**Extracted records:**
Start
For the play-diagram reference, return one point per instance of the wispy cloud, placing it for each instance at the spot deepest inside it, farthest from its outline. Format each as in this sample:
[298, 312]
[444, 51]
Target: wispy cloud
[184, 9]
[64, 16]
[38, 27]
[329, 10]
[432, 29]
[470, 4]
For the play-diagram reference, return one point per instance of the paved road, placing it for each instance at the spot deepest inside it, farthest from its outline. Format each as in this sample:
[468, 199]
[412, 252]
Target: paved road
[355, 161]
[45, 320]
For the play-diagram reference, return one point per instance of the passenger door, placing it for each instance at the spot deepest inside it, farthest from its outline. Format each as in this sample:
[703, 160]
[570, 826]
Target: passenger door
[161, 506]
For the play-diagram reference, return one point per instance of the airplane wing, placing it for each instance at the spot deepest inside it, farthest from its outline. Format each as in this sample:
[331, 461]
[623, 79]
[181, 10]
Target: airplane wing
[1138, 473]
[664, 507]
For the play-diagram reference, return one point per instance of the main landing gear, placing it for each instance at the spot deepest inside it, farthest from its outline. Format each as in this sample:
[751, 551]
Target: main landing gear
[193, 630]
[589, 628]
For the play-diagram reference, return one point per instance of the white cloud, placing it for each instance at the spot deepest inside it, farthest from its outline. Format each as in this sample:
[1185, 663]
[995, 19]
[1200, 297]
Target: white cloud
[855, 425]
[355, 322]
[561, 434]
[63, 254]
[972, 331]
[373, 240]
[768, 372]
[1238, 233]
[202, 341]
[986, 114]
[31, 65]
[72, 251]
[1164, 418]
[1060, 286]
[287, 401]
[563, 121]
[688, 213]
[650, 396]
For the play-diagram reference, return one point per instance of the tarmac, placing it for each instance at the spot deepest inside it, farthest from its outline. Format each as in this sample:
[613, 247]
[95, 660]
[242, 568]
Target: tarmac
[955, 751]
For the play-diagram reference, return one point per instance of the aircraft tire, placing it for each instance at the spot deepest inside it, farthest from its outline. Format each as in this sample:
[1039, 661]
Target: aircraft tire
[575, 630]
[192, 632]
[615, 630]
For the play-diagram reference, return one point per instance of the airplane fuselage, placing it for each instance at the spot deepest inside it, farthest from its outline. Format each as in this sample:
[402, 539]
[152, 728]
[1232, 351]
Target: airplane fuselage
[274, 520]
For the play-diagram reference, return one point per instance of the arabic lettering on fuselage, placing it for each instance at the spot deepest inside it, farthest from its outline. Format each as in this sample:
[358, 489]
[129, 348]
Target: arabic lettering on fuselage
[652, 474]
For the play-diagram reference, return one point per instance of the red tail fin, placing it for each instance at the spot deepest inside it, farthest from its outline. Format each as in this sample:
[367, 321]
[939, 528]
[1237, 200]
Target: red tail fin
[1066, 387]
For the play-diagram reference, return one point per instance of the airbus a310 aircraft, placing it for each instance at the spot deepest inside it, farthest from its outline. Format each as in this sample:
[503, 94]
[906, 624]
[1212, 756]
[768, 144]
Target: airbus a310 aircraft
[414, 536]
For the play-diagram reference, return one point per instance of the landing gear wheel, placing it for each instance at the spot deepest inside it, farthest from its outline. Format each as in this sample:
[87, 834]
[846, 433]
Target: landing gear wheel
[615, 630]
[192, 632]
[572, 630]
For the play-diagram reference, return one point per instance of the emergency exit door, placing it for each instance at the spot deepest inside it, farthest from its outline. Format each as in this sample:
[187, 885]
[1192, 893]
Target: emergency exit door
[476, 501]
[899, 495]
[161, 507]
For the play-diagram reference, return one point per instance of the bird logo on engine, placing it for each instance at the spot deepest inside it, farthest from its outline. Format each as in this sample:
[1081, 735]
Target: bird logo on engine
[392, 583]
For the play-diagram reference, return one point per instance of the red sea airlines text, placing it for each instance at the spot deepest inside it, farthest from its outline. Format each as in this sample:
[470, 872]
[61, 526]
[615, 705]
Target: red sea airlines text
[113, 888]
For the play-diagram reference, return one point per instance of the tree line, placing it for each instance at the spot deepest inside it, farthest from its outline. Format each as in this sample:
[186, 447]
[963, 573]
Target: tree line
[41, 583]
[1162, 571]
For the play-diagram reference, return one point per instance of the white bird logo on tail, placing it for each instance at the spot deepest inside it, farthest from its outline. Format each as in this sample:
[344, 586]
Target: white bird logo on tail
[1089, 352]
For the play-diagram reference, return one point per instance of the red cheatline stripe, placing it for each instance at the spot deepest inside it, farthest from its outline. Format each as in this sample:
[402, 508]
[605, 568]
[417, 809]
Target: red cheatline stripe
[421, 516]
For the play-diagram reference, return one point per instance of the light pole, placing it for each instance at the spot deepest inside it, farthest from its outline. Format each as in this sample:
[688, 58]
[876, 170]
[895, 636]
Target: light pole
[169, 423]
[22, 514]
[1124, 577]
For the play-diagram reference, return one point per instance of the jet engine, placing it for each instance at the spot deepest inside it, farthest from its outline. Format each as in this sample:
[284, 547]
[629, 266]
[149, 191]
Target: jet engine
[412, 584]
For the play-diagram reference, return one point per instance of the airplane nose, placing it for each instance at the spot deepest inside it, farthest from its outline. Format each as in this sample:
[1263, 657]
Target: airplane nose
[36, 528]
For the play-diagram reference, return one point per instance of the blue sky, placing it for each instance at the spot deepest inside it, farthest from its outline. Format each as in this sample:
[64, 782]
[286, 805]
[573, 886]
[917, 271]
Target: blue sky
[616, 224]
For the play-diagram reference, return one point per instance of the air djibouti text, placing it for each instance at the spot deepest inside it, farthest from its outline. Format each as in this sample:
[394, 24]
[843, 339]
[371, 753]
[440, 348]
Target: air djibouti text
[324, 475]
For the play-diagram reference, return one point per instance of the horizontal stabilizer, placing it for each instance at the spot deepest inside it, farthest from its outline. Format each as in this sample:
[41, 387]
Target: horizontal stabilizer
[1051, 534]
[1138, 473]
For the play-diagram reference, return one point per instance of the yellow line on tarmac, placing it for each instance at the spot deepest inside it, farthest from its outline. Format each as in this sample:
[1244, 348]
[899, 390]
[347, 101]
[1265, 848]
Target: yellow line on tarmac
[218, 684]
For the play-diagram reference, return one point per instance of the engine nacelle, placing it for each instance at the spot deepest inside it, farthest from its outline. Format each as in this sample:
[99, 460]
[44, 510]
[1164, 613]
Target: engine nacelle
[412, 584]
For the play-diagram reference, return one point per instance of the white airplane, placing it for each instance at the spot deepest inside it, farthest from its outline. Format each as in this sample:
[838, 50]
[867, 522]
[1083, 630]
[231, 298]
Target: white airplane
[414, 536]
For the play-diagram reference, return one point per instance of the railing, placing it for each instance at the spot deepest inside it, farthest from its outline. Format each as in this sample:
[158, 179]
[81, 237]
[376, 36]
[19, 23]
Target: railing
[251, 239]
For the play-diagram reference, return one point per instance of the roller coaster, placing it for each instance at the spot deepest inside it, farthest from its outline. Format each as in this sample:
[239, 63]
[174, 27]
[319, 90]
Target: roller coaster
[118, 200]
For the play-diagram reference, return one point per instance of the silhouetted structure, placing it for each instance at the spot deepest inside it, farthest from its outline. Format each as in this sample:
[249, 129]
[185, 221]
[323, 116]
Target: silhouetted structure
End
**THE EXERCISE:**
Can you format every line of the listing above as a JSON list of strings, one string per line, with blank lines left out?

**RESULT OF THE TASK:**
[
  "For the play-diagram reference, return one point per instance of the wispy cloud, placing it for each instance at the spot deepest inside it, farthest from its outline. Format each as in this sample:",
  "[298, 312]",
  "[444, 51]",
  "Target: wispy cloud",
  "[184, 9]",
  "[64, 16]",
  "[38, 27]",
  "[329, 10]",
  "[432, 29]",
  "[470, 4]",
  "For the play-diagram reference, return one point per instance of the paved road, placing it for each instance at the spot deepest inside it, farthest from its outline. Format each as in this sample:",
  "[468, 199]",
  "[412, 252]",
  "Target: paved road",
  "[355, 161]",
  "[45, 320]",
  "For the play-diagram reference, return one point per instance of the passenger door, placing it for each instance at the spot deepest inside it, farthest from its outline. Format each as in this sample:",
  "[703, 160]",
  "[570, 826]",
  "Target: passenger door",
  "[161, 506]",
  "For the play-diagram reference, return one point per instance of the airplane wing, placing it for each instance at the spot deepest inside it, farthest from its outline. Format each as in this sample:",
  "[331, 461]",
  "[623, 79]",
  "[181, 10]",
  "Target: airplane wing",
  "[1138, 473]",
  "[664, 507]",
  "For the play-diagram reference, return one point per instance of the main landing gear, placing it for each instance at the spot deepest inside it, farthest from its outline. Format each as in this sample:",
  "[751, 551]",
  "Target: main landing gear",
  "[193, 630]",
  "[589, 628]",
  "For the play-diagram reference, return one point per instance of the white cloud, placing it for each instance at the spot deepest inside it, farthest from its outline. Format each as in this sample:",
  "[1185, 663]",
  "[995, 19]",
  "[1200, 297]",
  "Target: white cloud",
  "[855, 425]",
  "[355, 322]",
  "[561, 434]",
  "[63, 254]",
  "[972, 331]",
  "[373, 240]",
  "[768, 372]",
  "[1238, 233]",
  "[202, 341]",
  "[986, 114]",
  "[31, 65]",
  "[72, 251]",
  "[1164, 418]",
  "[1060, 286]",
  "[287, 401]",
  "[563, 121]",
  "[688, 213]",
  "[650, 396]",
  "For the play-diagram reference, return one point per instance of the tarmac, placing it for each instance at the spot deepest inside it, farthest from its outline. Format each as in this sample:",
  "[613, 247]",
  "[95, 660]",
  "[242, 568]",
  "Target: tarmac",
  "[955, 751]",
  "For the play-diagram reference, return one point per instance of the aircraft tire, placing it for each instance at the spot deepest inside it, farthest from its outline. Format each as in this sample:",
  "[1039, 661]",
  "Target: aircraft tire",
  "[575, 630]",
  "[192, 632]",
  "[615, 630]",
  "For the play-diagram reference, return one point per instance of the airplane fuselage, placing it for each instance at the spot deepest inside it, farthest from its outline. Format each as in this sample:",
  "[402, 539]",
  "[152, 728]",
  "[1232, 351]",
  "Target: airplane fuselage",
  "[274, 520]",
  "For the play-diagram reference, return one point per instance of the arabic lettering on fuselage, placing it for each instance at the spot deepest inside it, farthest from its outline. Format each as in this sample:",
  "[358, 489]",
  "[129, 348]",
  "Target: arabic lettering on fuselage",
  "[652, 474]",
  "For the play-diagram reference, return one point per instance of the red tail fin, placing it for each instance at the spot deepest inside it, farthest from its outline. Format each as in this sample:",
  "[367, 321]",
  "[939, 528]",
  "[1237, 200]",
  "Target: red tail fin",
  "[1066, 387]",
  "For the play-diagram reference, return one point per instance of the airbus a310 aircraft, placing it for each instance at the spot deepest inside it, farthest from its outline. Format each as in this sample:",
  "[503, 94]",
  "[906, 624]",
  "[1212, 756]",
  "[768, 144]",
  "Target: airbus a310 aircraft",
  "[414, 536]",
  "For the play-diagram reference, return one point per instance of the landing gear wheel, placing it for each instance at the spot deepest inside it, farthest from its outline. Format each as in this sample:",
  "[87, 834]",
  "[846, 433]",
  "Target: landing gear wheel",
  "[615, 630]",
  "[192, 632]",
  "[572, 630]",
  "For the play-diagram reference, return one point per instance of the emergency exit door, placing it for each instance at the spot deepest inside it, farthest from its outline. Format each as in this sample:",
  "[187, 885]",
  "[1192, 893]",
  "Target: emergency exit door",
  "[476, 501]",
  "[899, 495]",
  "[161, 507]",
  "For the play-diagram reference, return one point per instance of the bird logo on engine, placing it for each instance at the spot deepest inside it, farthest from its outline. Format each as in this sample:",
  "[1081, 735]",
  "Target: bird logo on engine",
  "[392, 583]",
  "For the play-diagram reference, return one point per instance of the red sea airlines text, placing it for each instance at the spot deepest inside it, farthest from its outline. Format each as in this sample:",
  "[470, 872]",
  "[61, 526]",
  "[615, 705]",
  "Target: red sea airlines text",
  "[113, 888]",
  "For the play-diagram reference, return one point per instance of the tree line, placing it for each instance at the spot deepest inside it, farthest from its outline. Format each as in this sample:",
  "[186, 447]",
  "[963, 573]",
  "Target: tree line",
  "[41, 583]",
  "[1162, 571]",
  "For the play-diagram reference, return one point per instance of the white bird logo on tail, placing it for each instance at the spot deepest inside it, farthest from its outline. Format each as in this sample:",
  "[344, 586]",
  "Target: white bird logo on tail",
  "[1089, 352]",
  "For the play-diagram reference, return one point per instance of the red cheatline stripe, placing it for each instance at the spot deepest inside it, farthest from its outline. Format each as in this sample:",
  "[402, 508]",
  "[605, 568]",
  "[417, 809]",
  "Target: red cheatline stripe",
  "[421, 516]",
  "For the play-diagram reference, return one point per instance of the light pole, placing it for each instance at the spot deepest inside it, farthest from its outline. Format each as in this sample:",
  "[688, 58]",
  "[876, 170]",
  "[895, 636]",
  "Target: light pole",
  "[169, 423]",
  "[22, 514]",
  "[1124, 577]",
  "For the play-diagram reference, return one point per instance of the jet engine, placing it for each instance at the spot deepest inside it, farthest from its outline. Format each as in this sample:",
  "[284, 547]",
  "[629, 266]",
  "[149, 191]",
  "Target: jet engine",
  "[412, 584]",
  "For the play-diagram reference, return one point per instance of the airplane nose, placing it for each instance at the spot deepest inside it, farthest from its outline. Format each as in this sample:",
  "[1263, 657]",
  "Target: airplane nose",
  "[36, 528]",
  "For the play-diagram reference, return one point per instance of the blue sky, placing it for each instance at the spot deepest inside it, farthest from its outline. Format each as in this sample:",
  "[64, 782]",
  "[286, 805]",
  "[573, 886]",
  "[917, 271]",
  "Target: blue sky",
  "[616, 224]",
  "For the play-diagram reference, return one point per instance of the air djibouti text, placing it for each instance at the spot deepest inside it, farthest from its outline. Format each as in this sample:",
  "[394, 24]",
  "[843, 339]",
  "[371, 753]",
  "[440, 348]",
  "Target: air djibouti text",
  "[324, 475]",
  "For the play-diagram reference, return one point per instance of the horizontal stabilizer, placing it for each instance at the spot deepest inside it, farthest from its outline. Format each as in this sample:",
  "[41, 387]",
  "Target: horizontal stabilizer",
  "[1051, 534]",
  "[1138, 473]",
  "For the play-diagram reference, return one point per instance of the yellow line on tarmac, placing it for each instance at the spot deepest inside it, farthest from its outline. Format each as in this sample:",
  "[1244, 348]",
  "[899, 390]",
  "[347, 101]",
  "[1265, 848]",
  "Target: yellow line on tarmac",
  "[218, 684]",
  "For the play-diagram reference, return one point per instance of the engine nacelle, placing it for each instance at the spot deepest inside it, farthest from its outline. Format each as in this sample:",
  "[99, 460]",
  "[44, 510]",
  "[1164, 613]",
  "Target: engine nacelle",
  "[412, 584]",
  "For the play-diagram reference, return one point per instance of the white airplane, placing it for each instance at the spot deepest inside it, farthest from its outline. Format each as in this sample:",
  "[838, 50]",
  "[867, 522]",
  "[1083, 630]",
  "[231, 298]",
  "Target: white airplane",
  "[414, 536]",
  "For the play-diagram reference, return one point per instance of the railing, placing it for each instance at the spot deepest inside it, farthest from its outline. Format each as in this sample:",
  "[158, 179]",
  "[81, 237]",
  "[376, 36]",
  "[19, 23]",
  "Target: railing",
  "[251, 239]",
  "For the play-diagram reference, return one point per instance of the roller coaster, placing it for each instance at the spot deepest inside it, farthest from its outline. Format each as in this sample:",
  "[239, 63]",
  "[174, 27]",
  "[319, 90]",
  "Target: roller coaster",
  "[118, 200]",
  "For the play-diagram reference, return one point per instance of the silhouetted structure, placing it for each instance at the spot deepest inside it, farthest from its outline. Format each as in this sample:",
  "[249, 129]",
  "[185, 221]",
  "[323, 116]",
  "Target: silhouetted structure"
]